List of tasks
- 1) In the forum thread about choosing a CPU for a master/slave setup, which program does the poster run on the master computer?
- 2) Carry on the forum thread about where to put the best CPU in a master/slave setup, picking up right after its final sentence.

Page

________________________________________

# Master/Slave setup: where to put best CPU?



## GrapeBotherhood (Oct 23, 2018)

As in the title....given that I mainly work with:

- Lots of VSTs and Kontakt instances
-Lots of Orchestral Work
-Not so much audio recording
-A few plugins in the inserts, but the most of them would be used only in mixing/mastering phase, when I have already bounced all the VSTs tracks to audio to do some mixing...
- I want to work in master/slave mode with Vienna Ensemble Pro.

/// The Question is: ///

Is it better to have the most powerful CPU on the master computer (where I run Cubase) or on the slave, where I run loads of VSTs ? Imagine an i7 or i9 cpu....would it be more efficiently used and useful on master, or slave?

________________________________________

Material
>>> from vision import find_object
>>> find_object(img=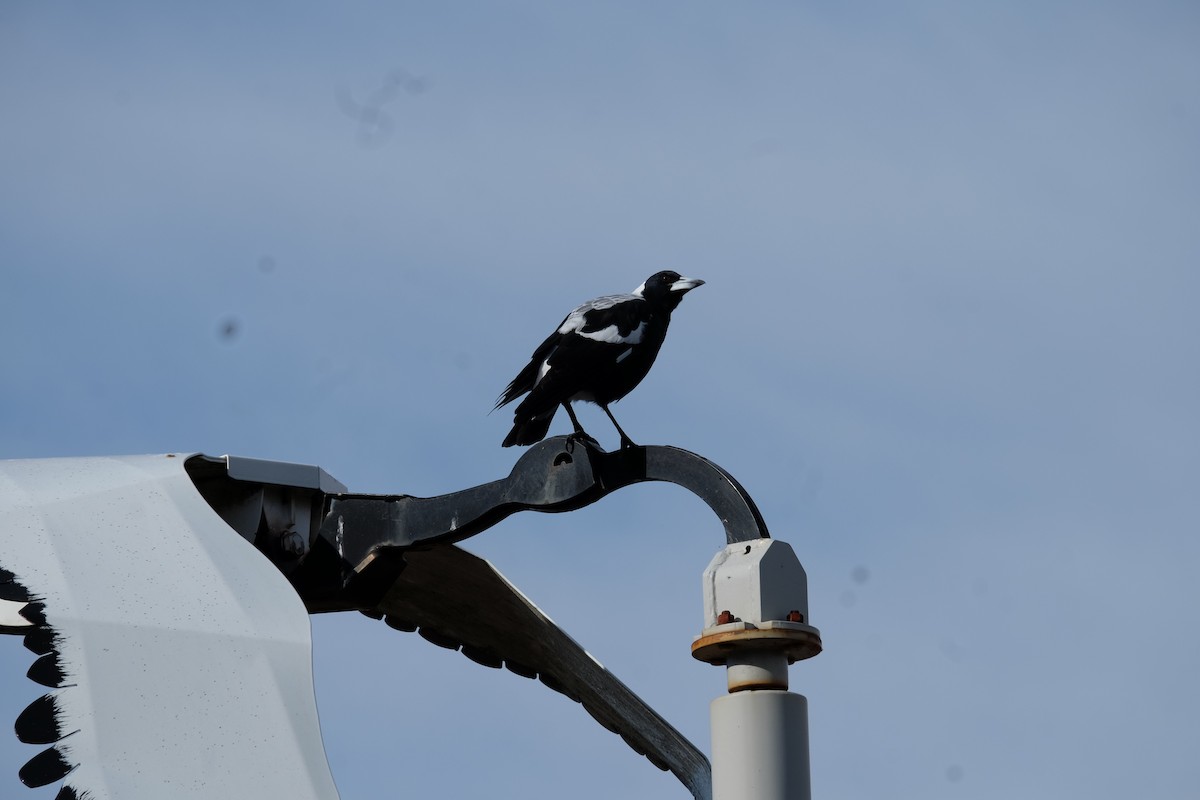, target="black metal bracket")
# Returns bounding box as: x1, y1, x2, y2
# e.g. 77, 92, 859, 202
187, 437, 769, 610
186, 437, 768, 799
318, 437, 768, 594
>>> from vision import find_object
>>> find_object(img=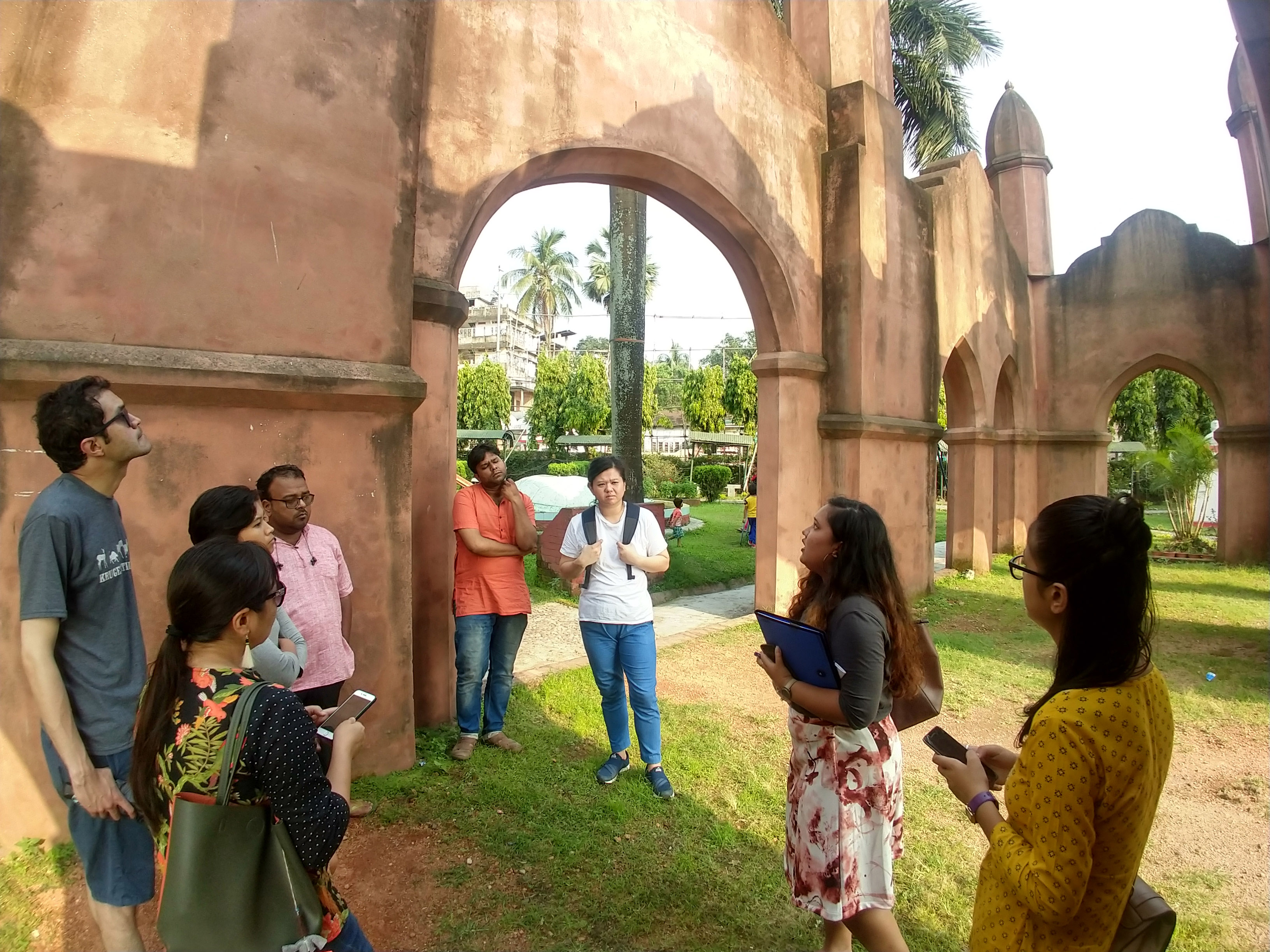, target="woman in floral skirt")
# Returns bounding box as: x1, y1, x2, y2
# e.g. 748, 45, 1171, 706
756, 496, 922, 952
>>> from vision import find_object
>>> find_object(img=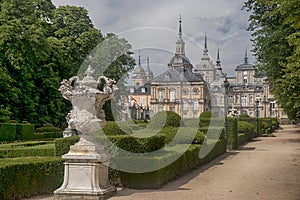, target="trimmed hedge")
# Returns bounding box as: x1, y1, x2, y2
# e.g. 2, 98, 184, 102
0, 144, 54, 158
54, 136, 80, 157
227, 117, 238, 149
16, 124, 35, 140
0, 157, 64, 199
35, 125, 61, 133
33, 131, 63, 140
119, 140, 226, 189
198, 126, 225, 139
148, 111, 181, 129
0, 123, 17, 142
102, 121, 132, 135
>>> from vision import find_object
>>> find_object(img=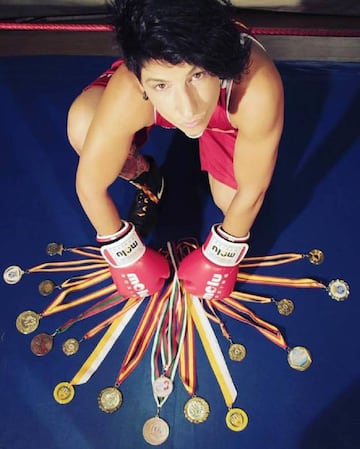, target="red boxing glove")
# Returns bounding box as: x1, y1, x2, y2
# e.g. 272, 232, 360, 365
178, 225, 249, 299
97, 221, 170, 298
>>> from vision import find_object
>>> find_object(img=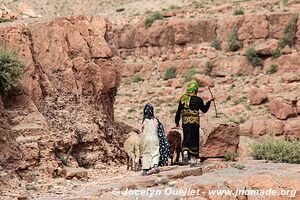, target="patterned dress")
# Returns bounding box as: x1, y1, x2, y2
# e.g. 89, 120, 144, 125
143, 103, 171, 166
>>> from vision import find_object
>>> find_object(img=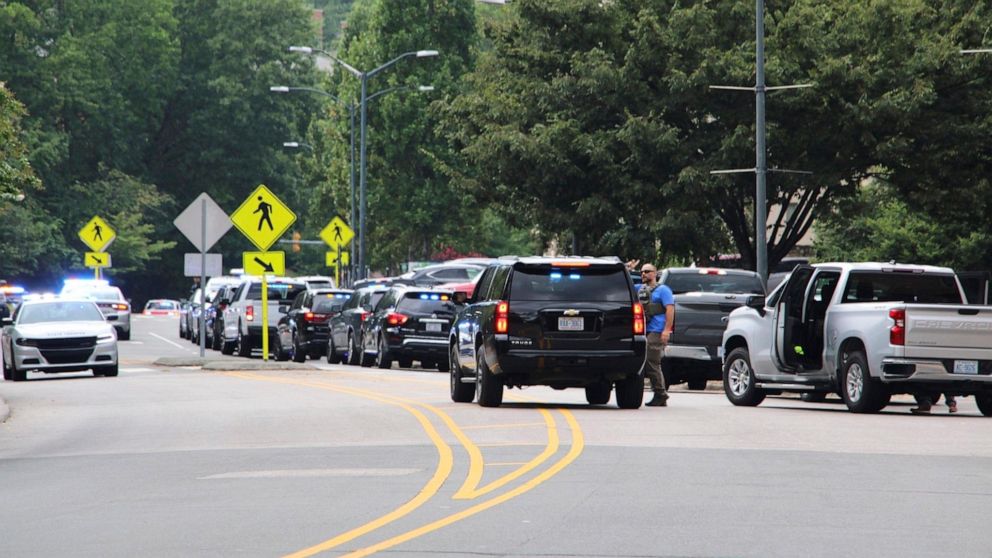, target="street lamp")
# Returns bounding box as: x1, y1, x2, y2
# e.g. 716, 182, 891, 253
269, 85, 355, 284
289, 46, 438, 279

________________________________________

Outputs by task
- 1) Cubase.

- 2)
Again, this is in the scenario of working mainly with lots of VSTs for large orchestral midi mockups, and a few plugins used sometimes in the inserts or on the master bus, just to smooth/balance temporarily the overall sound while composing.

Also, my current only computer is a Mac Pro: 
Mac Pro Mid 2012 - 3,33 GHz 6-Core Intel Xeon - 20 Gb RAM.
Cubase 9.5

And I'm wondering if I should upgrade the Mac Pro to use it as a master or a slave?

Ideally, I'd like to keep working on my Mac as master for now....because I have a lots of stuf installed on it already, and would like to simply enhance the workflow to be able to work with a slave and load big orchestral templates. 

Also....would the 3,33 GHz 6-Core Intel Xeon be capable to handle all the audio plugins/inserts work, if all the VSTs libraries are on a new slave pc?

Thanks in advance!


----------



## Jdiggity1 (Oct 23, 2018)

In your situation, the 'better' CPU would be best used in a slave.
The benefit of CPUs with high clock speeds is the ability to stream more voices at once. And for large orchestral mockups, you're going to need as many voices as you can get.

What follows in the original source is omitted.